Your task: Please pick out every line of the material below that contains the word "patch" and copy each one.

Data entries:
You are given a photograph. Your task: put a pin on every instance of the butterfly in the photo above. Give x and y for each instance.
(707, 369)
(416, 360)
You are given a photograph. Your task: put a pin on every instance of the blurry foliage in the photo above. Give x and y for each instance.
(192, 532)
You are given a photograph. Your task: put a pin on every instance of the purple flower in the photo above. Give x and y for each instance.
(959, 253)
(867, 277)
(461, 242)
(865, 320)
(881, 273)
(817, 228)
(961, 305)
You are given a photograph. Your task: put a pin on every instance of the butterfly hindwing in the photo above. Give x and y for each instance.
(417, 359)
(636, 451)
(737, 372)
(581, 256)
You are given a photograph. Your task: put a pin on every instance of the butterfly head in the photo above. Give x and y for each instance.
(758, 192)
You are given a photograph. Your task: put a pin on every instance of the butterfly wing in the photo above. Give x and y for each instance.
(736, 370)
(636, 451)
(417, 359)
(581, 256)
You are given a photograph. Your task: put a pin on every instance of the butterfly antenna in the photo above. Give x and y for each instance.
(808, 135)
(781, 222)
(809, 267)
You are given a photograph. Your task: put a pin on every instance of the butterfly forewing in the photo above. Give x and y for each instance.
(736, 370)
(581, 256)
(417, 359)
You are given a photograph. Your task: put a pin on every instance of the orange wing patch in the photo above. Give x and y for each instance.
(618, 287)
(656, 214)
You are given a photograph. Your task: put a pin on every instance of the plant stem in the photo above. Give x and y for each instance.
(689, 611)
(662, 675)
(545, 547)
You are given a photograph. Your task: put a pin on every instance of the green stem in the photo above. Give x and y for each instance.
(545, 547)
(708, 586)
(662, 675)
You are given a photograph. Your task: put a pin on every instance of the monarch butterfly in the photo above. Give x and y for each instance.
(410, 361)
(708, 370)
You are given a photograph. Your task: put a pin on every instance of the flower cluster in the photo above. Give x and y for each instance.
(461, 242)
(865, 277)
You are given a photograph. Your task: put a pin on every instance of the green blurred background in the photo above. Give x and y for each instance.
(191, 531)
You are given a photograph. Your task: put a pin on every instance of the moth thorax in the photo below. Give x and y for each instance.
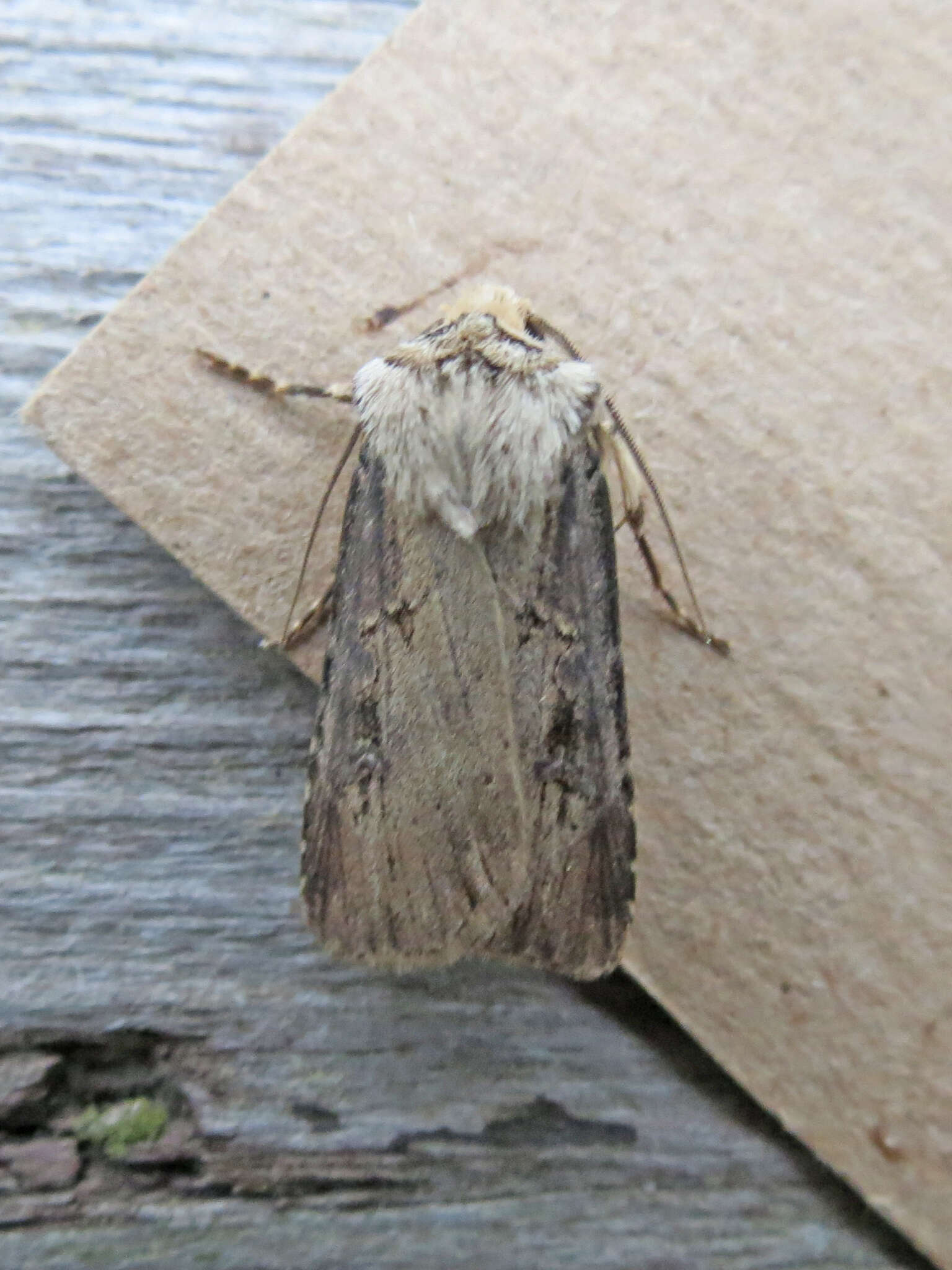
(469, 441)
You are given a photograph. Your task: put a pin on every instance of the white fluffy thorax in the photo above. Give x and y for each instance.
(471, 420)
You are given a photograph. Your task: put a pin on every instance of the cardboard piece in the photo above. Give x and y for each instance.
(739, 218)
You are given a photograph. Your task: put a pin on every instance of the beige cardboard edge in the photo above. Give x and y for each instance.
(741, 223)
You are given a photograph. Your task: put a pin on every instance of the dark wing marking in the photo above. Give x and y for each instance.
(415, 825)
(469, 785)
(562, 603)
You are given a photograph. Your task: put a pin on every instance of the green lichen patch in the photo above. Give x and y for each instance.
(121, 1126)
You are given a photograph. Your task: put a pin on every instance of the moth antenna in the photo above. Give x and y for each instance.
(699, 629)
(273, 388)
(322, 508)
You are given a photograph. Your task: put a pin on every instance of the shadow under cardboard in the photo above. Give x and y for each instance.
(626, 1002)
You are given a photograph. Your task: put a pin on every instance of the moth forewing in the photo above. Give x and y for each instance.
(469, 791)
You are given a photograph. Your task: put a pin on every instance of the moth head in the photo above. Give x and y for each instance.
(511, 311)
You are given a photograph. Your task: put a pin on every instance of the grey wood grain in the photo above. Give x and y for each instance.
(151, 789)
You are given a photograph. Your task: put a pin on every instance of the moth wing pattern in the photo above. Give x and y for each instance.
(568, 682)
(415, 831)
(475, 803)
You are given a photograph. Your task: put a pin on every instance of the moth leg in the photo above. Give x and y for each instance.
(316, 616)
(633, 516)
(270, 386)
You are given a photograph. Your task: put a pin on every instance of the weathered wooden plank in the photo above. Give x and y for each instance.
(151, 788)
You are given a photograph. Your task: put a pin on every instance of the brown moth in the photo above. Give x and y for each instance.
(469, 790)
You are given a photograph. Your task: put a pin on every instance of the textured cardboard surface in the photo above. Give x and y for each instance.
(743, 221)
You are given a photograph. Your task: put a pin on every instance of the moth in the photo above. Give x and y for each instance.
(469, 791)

--

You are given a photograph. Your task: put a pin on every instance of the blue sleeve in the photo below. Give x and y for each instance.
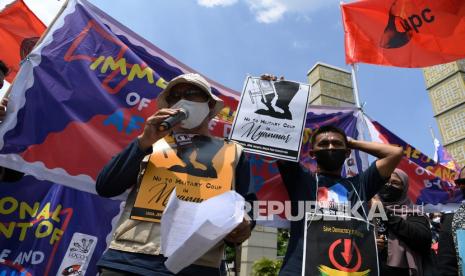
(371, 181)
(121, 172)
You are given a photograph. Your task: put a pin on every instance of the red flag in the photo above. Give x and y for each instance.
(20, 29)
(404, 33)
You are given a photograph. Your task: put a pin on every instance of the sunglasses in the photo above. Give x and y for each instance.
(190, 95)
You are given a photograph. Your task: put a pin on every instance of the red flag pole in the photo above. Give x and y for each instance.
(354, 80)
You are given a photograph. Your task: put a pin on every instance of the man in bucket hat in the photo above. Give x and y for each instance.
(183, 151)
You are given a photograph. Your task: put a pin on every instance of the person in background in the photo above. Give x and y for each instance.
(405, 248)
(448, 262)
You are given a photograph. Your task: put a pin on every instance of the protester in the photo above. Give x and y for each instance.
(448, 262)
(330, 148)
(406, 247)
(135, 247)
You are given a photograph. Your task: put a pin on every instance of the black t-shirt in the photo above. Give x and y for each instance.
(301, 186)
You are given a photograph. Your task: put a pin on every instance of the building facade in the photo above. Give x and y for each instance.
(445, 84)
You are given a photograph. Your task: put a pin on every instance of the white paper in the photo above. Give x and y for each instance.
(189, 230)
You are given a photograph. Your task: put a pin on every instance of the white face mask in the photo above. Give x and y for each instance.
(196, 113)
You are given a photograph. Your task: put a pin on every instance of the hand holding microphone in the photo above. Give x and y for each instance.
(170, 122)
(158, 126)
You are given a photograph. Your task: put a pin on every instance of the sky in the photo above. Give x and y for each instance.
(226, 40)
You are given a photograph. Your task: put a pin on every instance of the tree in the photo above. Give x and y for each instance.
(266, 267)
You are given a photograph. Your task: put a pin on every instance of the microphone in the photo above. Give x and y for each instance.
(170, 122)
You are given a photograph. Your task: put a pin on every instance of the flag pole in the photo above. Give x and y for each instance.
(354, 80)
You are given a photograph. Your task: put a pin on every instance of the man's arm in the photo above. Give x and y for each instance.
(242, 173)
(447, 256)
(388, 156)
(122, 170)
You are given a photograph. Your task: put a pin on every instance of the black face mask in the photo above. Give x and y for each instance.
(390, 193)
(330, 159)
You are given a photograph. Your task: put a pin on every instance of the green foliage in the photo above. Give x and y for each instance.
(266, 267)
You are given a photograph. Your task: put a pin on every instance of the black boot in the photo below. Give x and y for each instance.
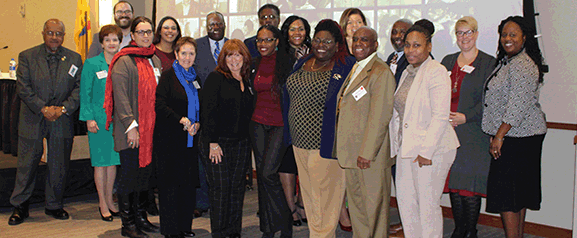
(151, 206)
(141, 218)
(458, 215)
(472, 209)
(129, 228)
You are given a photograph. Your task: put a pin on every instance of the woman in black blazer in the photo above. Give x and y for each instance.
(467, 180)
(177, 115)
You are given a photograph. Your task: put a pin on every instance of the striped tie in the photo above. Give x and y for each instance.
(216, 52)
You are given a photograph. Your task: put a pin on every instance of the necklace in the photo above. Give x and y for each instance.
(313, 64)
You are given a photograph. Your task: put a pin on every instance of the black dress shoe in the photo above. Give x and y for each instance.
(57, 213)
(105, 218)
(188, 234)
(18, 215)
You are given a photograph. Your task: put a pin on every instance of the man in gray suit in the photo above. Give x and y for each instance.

Output below:
You are given a photograph. Your task: put a pin on every instance of the orange wing patch in the photo above. Give x and y for each instance.
You are given a photograph. Your task: put a pin on every instance of the green lichen patch in the photo above. Give x and y for each instance.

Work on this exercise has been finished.